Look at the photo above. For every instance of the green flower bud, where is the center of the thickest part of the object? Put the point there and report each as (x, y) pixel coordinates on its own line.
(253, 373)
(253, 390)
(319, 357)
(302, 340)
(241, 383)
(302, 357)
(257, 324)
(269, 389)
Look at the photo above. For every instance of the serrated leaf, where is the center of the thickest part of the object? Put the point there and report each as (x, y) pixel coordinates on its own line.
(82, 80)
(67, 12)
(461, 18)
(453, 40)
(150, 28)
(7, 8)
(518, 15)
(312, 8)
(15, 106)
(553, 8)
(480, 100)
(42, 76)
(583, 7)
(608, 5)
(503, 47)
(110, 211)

**Objective:**
Convert the records above into a JSON list of strings, with one string for each line and blank lines omitted.

**Worked answer:**
[
  "Look at the photo above. For every instance of the green flower bud, where is the center of the thickest part of the object? Put the point there and report each as (x, y) pixel coordinates on its own line.",
  "(253, 373)",
  "(253, 390)",
  "(319, 357)",
  "(302, 340)",
  "(241, 383)",
  "(302, 357)",
  "(257, 324)",
  "(269, 389)",
  "Look at the photo above. For every instance of the serrated leaf, where is the center of the thickest part of the object? Put the point there and report each as (x, y) pixel coordinates on its own line.",
  "(82, 80)",
  "(67, 12)",
  "(461, 18)",
  "(453, 40)",
  "(150, 28)",
  "(7, 8)",
  "(518, 15)",
  "(312, 8)",
  "(15, 106)",
  "(553, 8)",
  "(480, 100)",
  "(42, 76)",
  "(583, 7)",
  "(608, 5)",
  "(503, 47)",
  "(110, 211)"
]